--- begin Input data ---

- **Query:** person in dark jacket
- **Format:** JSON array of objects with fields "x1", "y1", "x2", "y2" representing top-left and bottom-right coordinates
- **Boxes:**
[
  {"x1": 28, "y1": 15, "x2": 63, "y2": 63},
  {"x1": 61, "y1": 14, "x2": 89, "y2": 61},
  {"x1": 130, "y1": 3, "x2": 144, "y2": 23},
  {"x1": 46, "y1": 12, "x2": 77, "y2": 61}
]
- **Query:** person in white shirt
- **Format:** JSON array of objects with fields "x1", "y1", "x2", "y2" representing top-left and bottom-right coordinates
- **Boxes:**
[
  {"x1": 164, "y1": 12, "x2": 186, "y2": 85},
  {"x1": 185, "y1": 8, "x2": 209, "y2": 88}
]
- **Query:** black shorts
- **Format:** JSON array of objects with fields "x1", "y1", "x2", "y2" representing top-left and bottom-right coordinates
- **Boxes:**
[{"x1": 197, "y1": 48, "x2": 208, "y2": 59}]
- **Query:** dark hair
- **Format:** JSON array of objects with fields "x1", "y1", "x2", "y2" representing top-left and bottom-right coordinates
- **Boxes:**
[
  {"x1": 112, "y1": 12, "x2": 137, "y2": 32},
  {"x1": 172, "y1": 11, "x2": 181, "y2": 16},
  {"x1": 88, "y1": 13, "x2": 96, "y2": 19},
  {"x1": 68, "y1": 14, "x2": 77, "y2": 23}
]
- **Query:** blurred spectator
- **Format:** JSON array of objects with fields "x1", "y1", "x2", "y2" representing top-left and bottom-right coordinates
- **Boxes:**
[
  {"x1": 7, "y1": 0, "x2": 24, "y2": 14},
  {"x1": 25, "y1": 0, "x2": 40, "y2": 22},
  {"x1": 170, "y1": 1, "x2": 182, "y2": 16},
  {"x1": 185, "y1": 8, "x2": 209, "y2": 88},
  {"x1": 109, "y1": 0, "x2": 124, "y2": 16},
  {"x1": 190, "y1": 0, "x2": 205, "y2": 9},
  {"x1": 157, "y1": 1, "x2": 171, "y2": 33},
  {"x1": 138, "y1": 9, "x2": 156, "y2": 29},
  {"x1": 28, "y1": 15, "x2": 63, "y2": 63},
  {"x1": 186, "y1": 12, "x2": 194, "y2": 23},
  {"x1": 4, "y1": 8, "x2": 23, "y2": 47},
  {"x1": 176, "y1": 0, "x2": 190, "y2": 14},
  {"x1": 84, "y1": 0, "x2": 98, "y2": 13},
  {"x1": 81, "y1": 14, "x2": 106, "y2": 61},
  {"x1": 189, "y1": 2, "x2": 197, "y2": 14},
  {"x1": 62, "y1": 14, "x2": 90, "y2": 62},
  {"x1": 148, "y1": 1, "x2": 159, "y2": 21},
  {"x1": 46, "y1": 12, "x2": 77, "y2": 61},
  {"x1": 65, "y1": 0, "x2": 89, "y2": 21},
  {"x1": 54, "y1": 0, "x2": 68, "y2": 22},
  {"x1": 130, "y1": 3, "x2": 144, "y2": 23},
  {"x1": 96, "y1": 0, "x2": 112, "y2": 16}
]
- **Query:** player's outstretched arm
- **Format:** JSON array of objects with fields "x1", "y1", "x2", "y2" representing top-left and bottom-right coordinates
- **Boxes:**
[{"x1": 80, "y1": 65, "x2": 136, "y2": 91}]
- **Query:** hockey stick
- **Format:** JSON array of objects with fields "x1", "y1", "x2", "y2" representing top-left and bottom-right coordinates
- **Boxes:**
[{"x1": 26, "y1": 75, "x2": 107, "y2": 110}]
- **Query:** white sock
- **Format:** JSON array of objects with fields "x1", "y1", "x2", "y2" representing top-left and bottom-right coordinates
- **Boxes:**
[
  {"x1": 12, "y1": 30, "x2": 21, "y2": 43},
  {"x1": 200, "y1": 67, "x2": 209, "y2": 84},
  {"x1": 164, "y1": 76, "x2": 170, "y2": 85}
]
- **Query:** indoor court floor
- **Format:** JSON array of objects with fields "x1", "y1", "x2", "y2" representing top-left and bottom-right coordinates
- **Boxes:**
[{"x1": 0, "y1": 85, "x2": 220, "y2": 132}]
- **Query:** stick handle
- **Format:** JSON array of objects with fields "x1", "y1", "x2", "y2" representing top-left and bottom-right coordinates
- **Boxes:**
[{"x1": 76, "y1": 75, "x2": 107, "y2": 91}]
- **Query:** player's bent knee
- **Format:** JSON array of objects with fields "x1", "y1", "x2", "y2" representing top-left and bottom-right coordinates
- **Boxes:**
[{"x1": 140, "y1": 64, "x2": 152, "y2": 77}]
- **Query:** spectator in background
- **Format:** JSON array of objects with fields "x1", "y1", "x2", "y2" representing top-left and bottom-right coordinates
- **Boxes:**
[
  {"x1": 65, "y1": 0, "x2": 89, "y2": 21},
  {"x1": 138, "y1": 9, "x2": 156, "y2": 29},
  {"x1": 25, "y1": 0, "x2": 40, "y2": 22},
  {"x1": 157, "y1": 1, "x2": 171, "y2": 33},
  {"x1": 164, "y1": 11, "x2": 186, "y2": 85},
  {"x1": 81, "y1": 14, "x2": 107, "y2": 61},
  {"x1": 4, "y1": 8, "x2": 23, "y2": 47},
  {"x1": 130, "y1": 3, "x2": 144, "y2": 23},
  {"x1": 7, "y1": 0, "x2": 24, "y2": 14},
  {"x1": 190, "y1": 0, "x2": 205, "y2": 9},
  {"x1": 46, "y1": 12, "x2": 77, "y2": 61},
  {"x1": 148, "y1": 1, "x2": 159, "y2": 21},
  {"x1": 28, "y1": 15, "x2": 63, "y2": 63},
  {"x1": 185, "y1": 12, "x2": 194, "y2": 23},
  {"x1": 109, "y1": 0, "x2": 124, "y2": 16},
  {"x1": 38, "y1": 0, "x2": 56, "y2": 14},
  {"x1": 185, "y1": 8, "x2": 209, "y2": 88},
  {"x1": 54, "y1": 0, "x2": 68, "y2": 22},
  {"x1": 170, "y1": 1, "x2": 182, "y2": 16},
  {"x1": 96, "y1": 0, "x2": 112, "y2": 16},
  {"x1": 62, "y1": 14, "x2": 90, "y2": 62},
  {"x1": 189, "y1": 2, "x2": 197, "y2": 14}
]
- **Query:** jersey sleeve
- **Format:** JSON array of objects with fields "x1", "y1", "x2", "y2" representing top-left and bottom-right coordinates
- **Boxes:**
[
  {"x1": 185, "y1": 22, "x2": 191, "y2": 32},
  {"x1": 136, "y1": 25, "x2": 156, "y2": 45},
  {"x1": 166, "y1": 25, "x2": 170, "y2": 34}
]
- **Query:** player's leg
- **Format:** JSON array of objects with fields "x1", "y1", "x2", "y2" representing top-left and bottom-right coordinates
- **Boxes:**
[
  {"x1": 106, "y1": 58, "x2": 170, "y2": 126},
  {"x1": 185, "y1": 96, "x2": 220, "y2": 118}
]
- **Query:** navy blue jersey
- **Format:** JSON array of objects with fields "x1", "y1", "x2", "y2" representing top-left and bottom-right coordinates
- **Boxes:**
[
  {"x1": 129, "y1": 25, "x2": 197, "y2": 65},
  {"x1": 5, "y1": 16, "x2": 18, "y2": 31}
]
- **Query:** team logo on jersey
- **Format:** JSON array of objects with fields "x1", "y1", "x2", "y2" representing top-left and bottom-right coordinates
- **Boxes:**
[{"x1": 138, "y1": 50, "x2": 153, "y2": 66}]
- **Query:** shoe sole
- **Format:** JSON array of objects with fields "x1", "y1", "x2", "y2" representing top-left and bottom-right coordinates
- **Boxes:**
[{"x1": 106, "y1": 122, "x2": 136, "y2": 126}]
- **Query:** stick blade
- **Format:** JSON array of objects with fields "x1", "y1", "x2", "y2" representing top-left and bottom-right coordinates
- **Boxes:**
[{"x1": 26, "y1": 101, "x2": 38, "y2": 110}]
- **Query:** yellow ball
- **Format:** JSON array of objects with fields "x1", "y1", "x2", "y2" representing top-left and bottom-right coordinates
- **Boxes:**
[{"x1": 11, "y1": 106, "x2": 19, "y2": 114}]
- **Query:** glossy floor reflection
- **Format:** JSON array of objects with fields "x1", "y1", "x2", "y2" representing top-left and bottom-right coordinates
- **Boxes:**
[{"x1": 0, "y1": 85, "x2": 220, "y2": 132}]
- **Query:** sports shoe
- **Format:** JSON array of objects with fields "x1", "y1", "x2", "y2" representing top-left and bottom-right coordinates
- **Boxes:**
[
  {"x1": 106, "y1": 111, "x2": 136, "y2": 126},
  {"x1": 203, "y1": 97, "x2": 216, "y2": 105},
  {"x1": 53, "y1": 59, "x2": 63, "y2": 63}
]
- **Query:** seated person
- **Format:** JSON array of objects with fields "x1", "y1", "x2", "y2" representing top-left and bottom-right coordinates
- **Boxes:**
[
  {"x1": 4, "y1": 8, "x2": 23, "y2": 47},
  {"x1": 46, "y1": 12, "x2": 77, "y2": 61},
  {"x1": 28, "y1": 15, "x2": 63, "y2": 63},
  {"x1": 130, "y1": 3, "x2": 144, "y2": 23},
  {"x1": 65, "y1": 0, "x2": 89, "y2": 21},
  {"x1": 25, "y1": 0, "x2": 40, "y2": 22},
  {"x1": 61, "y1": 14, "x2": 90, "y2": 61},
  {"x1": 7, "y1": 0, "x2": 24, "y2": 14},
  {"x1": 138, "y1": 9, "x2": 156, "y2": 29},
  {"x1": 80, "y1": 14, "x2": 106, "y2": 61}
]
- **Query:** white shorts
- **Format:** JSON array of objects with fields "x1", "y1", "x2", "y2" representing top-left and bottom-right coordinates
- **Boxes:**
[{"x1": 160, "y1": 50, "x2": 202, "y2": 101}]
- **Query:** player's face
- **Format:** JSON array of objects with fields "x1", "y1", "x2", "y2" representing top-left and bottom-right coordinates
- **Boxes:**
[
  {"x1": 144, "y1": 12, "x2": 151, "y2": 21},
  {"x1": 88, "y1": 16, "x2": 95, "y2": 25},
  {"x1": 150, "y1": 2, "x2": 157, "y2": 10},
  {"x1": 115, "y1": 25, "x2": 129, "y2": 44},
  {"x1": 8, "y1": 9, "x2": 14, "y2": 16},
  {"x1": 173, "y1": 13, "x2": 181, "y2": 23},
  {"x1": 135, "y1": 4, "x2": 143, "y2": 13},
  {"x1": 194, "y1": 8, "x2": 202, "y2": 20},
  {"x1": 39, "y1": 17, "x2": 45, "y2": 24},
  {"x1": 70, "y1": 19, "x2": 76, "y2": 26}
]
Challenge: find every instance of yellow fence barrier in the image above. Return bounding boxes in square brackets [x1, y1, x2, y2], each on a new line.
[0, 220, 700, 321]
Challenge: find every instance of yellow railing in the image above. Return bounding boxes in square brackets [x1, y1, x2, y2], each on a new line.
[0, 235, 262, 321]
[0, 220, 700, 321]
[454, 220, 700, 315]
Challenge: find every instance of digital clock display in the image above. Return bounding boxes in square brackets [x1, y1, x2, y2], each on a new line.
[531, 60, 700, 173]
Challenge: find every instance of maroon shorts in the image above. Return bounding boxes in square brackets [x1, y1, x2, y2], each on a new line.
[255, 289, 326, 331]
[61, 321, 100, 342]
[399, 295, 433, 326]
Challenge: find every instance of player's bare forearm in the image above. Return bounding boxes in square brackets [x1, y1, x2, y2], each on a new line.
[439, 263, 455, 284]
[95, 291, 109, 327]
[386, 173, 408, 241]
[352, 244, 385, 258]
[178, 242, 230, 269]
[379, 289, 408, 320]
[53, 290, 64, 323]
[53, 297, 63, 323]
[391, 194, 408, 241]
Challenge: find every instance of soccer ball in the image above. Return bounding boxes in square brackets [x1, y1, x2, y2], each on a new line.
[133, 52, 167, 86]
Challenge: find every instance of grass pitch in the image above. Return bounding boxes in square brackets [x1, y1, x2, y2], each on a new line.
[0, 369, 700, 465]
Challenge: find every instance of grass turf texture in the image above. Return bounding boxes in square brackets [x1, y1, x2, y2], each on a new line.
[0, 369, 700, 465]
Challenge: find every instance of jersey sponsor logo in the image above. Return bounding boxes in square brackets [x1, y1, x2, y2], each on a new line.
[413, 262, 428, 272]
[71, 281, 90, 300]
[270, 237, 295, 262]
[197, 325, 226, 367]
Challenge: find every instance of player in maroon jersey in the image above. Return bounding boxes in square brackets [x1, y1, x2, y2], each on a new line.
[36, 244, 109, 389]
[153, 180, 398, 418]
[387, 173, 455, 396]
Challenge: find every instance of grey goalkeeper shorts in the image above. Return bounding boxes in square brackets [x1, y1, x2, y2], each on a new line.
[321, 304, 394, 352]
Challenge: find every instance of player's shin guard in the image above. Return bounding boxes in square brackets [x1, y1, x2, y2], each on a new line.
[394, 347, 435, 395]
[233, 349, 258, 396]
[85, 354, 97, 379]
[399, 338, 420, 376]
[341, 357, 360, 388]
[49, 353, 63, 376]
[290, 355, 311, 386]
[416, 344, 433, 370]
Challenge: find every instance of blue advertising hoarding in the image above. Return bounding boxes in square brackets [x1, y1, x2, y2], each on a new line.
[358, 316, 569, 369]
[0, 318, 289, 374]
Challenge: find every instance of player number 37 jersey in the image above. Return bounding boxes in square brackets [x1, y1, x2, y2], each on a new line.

--- end Input data ---

Set problem.
Rewrite the lines from the one containing "Challenge: find every instance of blue" through the end of the listing, inclusive, with "advertising hoarding" changed to "advertising board" and everything else left the same.

Written solution.
Challenge: find every instance of blue advertising board in the image above. Return bounding boxes in square brackets [x1, y1, x2, y2], each on a new line.
[358, 316, 569, 369]
[0, 318, 289, 374]
Challenge: find every instance of player number 37 jersey in the image above. Return bounding boxes in square brackets [x1, y1, x2, y2], each on a new line.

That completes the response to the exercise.